The response should contain every entry, reproduced exactly.

Stored data:

<<<<

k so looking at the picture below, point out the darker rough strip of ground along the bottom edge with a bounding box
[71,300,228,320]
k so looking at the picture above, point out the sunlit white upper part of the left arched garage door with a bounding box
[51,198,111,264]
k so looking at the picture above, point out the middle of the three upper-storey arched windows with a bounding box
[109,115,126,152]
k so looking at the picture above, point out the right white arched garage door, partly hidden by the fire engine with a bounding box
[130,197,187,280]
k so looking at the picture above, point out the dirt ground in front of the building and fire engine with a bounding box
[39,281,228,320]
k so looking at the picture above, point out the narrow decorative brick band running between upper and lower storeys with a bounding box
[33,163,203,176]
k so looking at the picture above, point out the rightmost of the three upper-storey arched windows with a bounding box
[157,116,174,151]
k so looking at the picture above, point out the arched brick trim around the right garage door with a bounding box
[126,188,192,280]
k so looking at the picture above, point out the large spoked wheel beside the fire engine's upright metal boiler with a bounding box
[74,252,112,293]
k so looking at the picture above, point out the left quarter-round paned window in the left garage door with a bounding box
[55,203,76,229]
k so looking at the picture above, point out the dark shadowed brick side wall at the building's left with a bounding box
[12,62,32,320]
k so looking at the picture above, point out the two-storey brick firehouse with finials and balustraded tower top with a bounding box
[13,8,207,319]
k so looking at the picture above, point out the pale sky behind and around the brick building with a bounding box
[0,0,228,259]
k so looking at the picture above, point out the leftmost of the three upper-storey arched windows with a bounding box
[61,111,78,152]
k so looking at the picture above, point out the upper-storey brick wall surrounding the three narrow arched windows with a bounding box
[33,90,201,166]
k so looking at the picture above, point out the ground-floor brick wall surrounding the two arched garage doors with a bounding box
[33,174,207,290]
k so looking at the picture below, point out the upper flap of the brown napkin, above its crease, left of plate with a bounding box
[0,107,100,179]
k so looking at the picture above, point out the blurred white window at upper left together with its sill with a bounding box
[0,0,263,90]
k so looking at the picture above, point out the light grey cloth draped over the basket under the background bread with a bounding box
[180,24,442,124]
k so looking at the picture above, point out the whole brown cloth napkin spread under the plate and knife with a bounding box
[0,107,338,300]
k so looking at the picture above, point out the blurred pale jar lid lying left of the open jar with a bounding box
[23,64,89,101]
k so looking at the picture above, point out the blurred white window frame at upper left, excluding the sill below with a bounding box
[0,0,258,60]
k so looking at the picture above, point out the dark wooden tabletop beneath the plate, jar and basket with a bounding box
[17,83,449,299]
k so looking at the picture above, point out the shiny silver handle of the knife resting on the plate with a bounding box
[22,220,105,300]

>>>>

- OUTPUT BELOW:
k so looking at the picture below, point out the darker rough strip of ground along the bottom edge with a bounding box
[71,300,228,320]
k so looking at the picture above, point out the sunlit white upper part of the left arched garage door with a bounding box
[51,198,111,264]
k so looking at the picture above, point out the middle of the three upper-storey arched windows with a bounding box
[109,115,126,152]
k so looking at the picture above, point out the right white arched garage door, partly hidden by the fire engine with a bounding box
[130,197,187,280]
k so looking at the picture above, point out the dirt ground in front of the building and fire engine with a bounding box
[39,281,228,320]
k so looking at the picture above, point out the narrow decorative brick band running between upper and lower storeys with a bounding box
[33,163,203,176]
k so looking at the picture above, point out the rightmost of the three upper-storey arched windows with a bounding box
[157,116,174,151]
k so looking at the picture above, point out the arched brick trim around the right garage door with a bounding box
[126,188,192,280]
k so looking at the picture above, point out the large spoked wheel beside the fire engine's upright metal boiler with a bounding box
[74,252,112,293]
k so looking at the picture above, point out the left quarter-round paned window in the left garage door with a bounding box
[55,203,76,229]
k so looking at the picture above, point out the dark shadowed brick side wall at the building's left with a bounding box
[12,62,32,320]
k so looking at the picture above, point out the two-storey brick firehouse with finials and balustraded tower top with a bounding box
[13,8,207,319]
k so looking at the picture above, point out the pale sky behind and around the brick building with a bounding box
[0,0,228,259]
k so looking at the picture above, point out the leftmost of the three upper-storey arched windows with a bounding box
[61,111,78,152]
k so looking at the picture above, point out the upper-storey brick wall surrounding the three narrow arched windows with a bounding box
[33,90,201,166]
k so looking at the picture above, point out the ground-floor brick wall surrounding the two arched garage doors with a bounding box
[33,174,207,290]
k so looking at the picture below, point out the upper flap of the brown napkin, above its crease, left of plate with a bounding box
[0,107,100,179]
k so looking at the picture above, point out the blurred white window at upper left together with its sill with a bounding box
[0,0,263,90]
k so looking at the picture above, point out the light grey cloth draped over the basket under the background bread with a bounding box
[180,24,442,124]
k so looking at the picture above, point out the whole brown cloth napkin spread under the plate and knife with a bounding box
[0,107,338,300]
k so looking at the picture above, point out the blurred pale jar lid lying left of the open jar with a bounding box
[23,64,89,101]
k so looking at the picture above, point out the blurred white window frame at upper left, excluding the sill below with a bounding box
[0,0,258,60]
k so looking at the picture above, point out the dark wooden tabletop beneath the plate, jar and basket with a bounding box
[17,83,449,299]
k so looking at the picture above, point out the shiny silver handle of the knife resting on the plate with a bounding box
[22,220,105,300]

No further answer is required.